- What needs to be done
Please copy every line of the data in which the string "below" appears.

*** Entries shown ***

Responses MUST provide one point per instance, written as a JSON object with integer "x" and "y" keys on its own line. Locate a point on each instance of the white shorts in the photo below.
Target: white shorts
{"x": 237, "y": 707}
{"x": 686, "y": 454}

***
*** Entries shown ***

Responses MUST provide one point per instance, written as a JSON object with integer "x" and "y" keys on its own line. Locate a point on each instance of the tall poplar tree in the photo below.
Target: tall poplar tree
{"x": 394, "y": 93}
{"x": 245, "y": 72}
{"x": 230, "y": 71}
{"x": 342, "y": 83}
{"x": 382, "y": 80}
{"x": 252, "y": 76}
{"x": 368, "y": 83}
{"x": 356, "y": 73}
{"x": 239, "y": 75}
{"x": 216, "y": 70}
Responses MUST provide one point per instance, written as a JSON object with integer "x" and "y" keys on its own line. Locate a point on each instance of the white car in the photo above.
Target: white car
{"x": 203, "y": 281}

***

- Output of the task
Responses MUST provide one point per instance, written as a JSON object with integer "x" and "y" keys on its own line. Locate a point on each instance of the white shorts in the photo below.
Responses MUST provide one point per instance, written as a JSON object with integer "x" and "y" keys on its own line. Locate a point on each instance of the tall poplar tree in the photo below.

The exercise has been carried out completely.